Entries from a dataset:
━━━━━━━━━━

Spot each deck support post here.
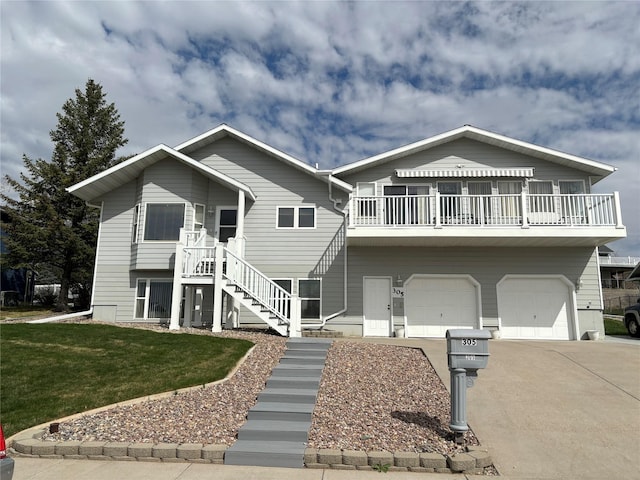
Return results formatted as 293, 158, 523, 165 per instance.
211, 244, 224, 333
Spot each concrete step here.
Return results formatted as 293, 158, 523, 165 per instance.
284, 348, 327, 358
224, 440, 305, 468
258, 386, 318, 404
280, 355, 326, 368
238, 420, 311, 442
247, 402, 315, 422
271, 363, 324, 378
266, 375, 320, 390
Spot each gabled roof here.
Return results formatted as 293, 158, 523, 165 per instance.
174, 123, 353, 192
333, 125, 616, 183
67, 145, 256, 201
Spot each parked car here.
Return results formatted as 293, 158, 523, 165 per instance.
0, 424, 14, 480
624, 298, 640, 338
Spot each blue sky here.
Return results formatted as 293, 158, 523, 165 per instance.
0, 1, 640, 256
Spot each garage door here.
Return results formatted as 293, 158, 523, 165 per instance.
497, 277, 572, 340
405, 275, 480, 337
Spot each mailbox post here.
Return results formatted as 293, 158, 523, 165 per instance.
447, 328, 491, 443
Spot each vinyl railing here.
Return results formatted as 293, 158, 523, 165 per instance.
349, 192, 621, 227
224, 248, 292, 323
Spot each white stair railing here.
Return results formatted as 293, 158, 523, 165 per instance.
222, 248, 293, 324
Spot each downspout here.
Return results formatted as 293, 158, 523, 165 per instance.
304, 172, 348, 329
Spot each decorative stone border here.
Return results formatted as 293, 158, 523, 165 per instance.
11, 429, 493, 474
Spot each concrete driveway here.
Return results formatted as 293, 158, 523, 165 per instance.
420, 339, 640, 479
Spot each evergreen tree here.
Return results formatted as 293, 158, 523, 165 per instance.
0, 79, 127, 311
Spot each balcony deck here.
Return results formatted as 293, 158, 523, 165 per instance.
347, 193, 626, 246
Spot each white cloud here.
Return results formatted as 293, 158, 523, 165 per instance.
0, 1, 640, 254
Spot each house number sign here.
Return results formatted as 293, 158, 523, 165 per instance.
391, 287, 404, 298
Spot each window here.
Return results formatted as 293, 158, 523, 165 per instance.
144, 203, 184, 241
498, 181, 522, 219
356, 183, 378, 217
529, 181, 556, 212
193, 203, 204, 232
383, 185, 429, 225
271, 278, 293, 315
218, 208, 238, 243
134, 278, 173, 319
277, 207, 316, 228
438, 182, 463, 219
131, 204, 140, 243
298, 279, 321, 320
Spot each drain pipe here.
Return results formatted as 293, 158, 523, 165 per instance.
26, 307, 93, 323
304, 172, 348, 330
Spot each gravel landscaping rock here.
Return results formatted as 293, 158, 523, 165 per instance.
44, 326, 478, 455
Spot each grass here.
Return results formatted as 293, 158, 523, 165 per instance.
0, 323, 252, 436
0, 305, 55, 320
604, 317, 629, 335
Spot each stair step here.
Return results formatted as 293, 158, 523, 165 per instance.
258, 386, 318, 405
271, 364, 322, 378
238, 420, 311, 442
267, 376, 320, 390
284, 347, 327, 358
224, 440, 306, 468
280, 355, 327, 368
247, 402, 315, 422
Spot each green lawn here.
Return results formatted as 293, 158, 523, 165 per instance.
0, 323, 252, 436
604, 317, 629, 335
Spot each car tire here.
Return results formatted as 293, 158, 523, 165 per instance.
627, 318, 640, 338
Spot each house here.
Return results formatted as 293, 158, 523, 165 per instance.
69, 125, 626, 339
598, 245, 640, 289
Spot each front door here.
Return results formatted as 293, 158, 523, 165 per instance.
363, 277, 391, 337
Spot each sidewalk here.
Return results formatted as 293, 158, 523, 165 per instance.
7, 339, 640, 480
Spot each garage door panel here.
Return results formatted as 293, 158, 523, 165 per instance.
498, 277, 571, 340
405, 276, 479, 337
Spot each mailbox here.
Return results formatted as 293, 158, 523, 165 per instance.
447, 328, 491, 370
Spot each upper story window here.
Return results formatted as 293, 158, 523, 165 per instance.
277, 207, 316, 228
144, 203, 184, 242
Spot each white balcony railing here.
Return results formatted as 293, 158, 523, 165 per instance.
349, 192, 622, 227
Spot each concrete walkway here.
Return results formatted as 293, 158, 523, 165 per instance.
14, 338, 640, 480
422, 340, 640, 480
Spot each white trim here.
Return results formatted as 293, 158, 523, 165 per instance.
292, 278, 322, 320
66, 144, 256, 201
132, 277, 174, 320
191, 202, 207, 232
138, 202, 187, 243
496, 273, 580, 340
395, 167, 534, 178
276, 205, 318, 230
174, 123, 353, 192
333, 125, 617, 177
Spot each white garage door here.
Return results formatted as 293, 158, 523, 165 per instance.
405, 275, 480, 337
497, 277, 572, 340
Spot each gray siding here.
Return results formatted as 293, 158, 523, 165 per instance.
334, 247, 601, 332
191, 138, 345, 315
340, 138, 590, 193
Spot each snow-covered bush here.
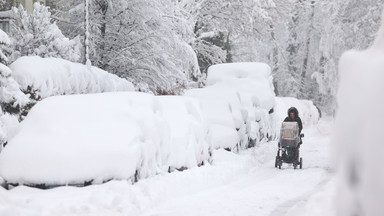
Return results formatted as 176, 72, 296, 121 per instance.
0, 92, 209, 185
9, 56, 134, 98
186, 63, 275, 149
10, 3, 81, 62
334, 11, 384, 216
156, 96, 210, 168
0, 30, 28, 150
185, 87, 242, 150
275, 97, 320, 127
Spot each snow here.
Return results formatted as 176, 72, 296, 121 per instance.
185, 63, 276, 149
334, 9, 384, 215
207, 62, 275, 110
0, 29, 11, 45
156, 96, 209, 168
275, 97, 320, 126
0, 119, 332, 216
0, 92, 209, 185
10, 56, 134, 98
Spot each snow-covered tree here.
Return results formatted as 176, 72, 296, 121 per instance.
11, 3, 81, 62
50, 0, 200, 94
0, 30, 28, 149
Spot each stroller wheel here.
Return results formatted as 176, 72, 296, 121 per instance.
300, 158, 303, 169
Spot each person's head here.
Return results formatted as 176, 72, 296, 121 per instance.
289, 111, 296, 119
288, 107, 299, 119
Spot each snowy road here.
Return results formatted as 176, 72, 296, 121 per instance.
0, 121, 333, 216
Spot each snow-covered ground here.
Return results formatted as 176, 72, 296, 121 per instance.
0, 120, 334, 216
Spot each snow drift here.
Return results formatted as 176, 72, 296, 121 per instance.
185, 63, 276, 149
334, 11, 384, 216
10, 56, 134, 98
0, 92, 209, 185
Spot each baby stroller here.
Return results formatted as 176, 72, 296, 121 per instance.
275, 122, 304, 169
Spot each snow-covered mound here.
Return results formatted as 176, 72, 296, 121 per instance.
10, 56, 134, 98
155, 96, 210, 168
275, 97, 320, 126
185, 63, 276, 149
334, 11, 384, 215
0, 92, 209, 185
207, 62, 275, 109
185, 87, 242, 149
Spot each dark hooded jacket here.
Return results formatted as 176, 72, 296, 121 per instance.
284, 107, 303, 134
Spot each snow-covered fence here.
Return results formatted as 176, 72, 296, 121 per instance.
10, 56, 134, 98
185, 63, 276, 149
0, 92, 210, 185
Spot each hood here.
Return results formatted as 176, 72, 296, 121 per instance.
288, 107, 299, 118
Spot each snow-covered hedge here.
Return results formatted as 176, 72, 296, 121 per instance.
275, 97, 320, 127
185, 63, 275, 149
10, 56, 134, 98
0, 92, 210, 185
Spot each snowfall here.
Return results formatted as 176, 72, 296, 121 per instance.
0, 12, 384, 216
0, 58, 335, 216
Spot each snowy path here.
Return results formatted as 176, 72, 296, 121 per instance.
0, 122, 332, 216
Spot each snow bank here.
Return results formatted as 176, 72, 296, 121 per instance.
185, 63, 275, 149
0, 92, 209, 185
207, 62, 275, 110
275, 97, 320, 127
156, 96, 210, 168
334, 11, 384, 216
10, 56, 134, 98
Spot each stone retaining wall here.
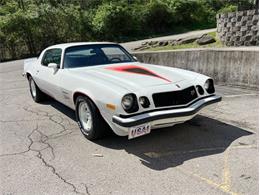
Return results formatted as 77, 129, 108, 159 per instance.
216, 10, 259, 46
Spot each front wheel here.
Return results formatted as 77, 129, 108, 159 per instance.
76, 96, 108, 140
28, 76, 45, 103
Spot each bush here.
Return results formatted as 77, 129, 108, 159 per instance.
92, 3, 139, 41
145, 1, 174, 33
167, 0, 215, 29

━━━━━━━━━━

:: EXERCISE OBJECTIVE ::
Arrange the entries from the line containing "Spot each decorative stone border here." through the line containing "304, 172, 348, 330", both included, as a Markdown table with the columns Row and Line. Give each line its own row, number the rows in order, and leave out any blank lines.

:: THE SOLUTION ::
| Row | Line |
|---|---|
| 1 | Spot each decorative stone border here. |
| 2 | Return results formatted as 293, 158, 523, 165 per instance. |
| 3 | 11, 429, 493, 474 |
| 4 | Spot each concrete driveway here. |
| 5 | Return results formatted as 293, 158, 523, 165 per instance. |
| 6 | 420, 339, 640, 479 |
| 7 | Spot each evergreen tree here. |
| 8 | Return results formatted as 293, 158, 523, 165 per instance. |
| 9 | 0, 79, 127, 311 |
| 10 | Spot each balcony deck here. |
| 11 | Return results formatted as 293, 158, 523, 165 per instance. |
| 12 | 347, 193, 626, 246 |
| 13 | Spot each white cloud here. |
| 14 | Return results formatted as 293, 158, 523, 165 per instance. |
| 15 | 0, 1, 640, 254 |
| 16 | Spot each house number sign here. |
| 17 | Return results formatted as 293, 158, 523, 165 per instance. |
| 18 | 391, 287, 404, 298 |
| 19 | Spot each window here. |
| 20 | Return results formatted as 293, 158, 523, 165 per instance. |
| 21 | 144, 203, 184, 241 |
| 22 | 498, 181, 522, 219 |
| 23 | 356, 183, 378, 217 |
| 24 | 529, 181, 556, 212 |
| 25 | 193, 203, 204, 232 |
| 26 | 383, 185, 429, 225 |
| 27 | 271, 278, 293, 315 |
| 28 | 218, 208, 238, 243 |
| 29 | 134, 278, 173, 319 |
| 30 | 277, 207, 316, 228 |
| 31 | 438, 182, 463, 219 |
| 32 | 131, 204, 140, 243 |
| 33 | 298, 279, 321, 320 |
| 34 | Spot each drain pipe here. |
| 35 | Return results formatted as 293, 158, 523, 165 per instance. |
| 36 | 26, 307, 93, 323 |
| 37 | 304, 172, 348, 330 |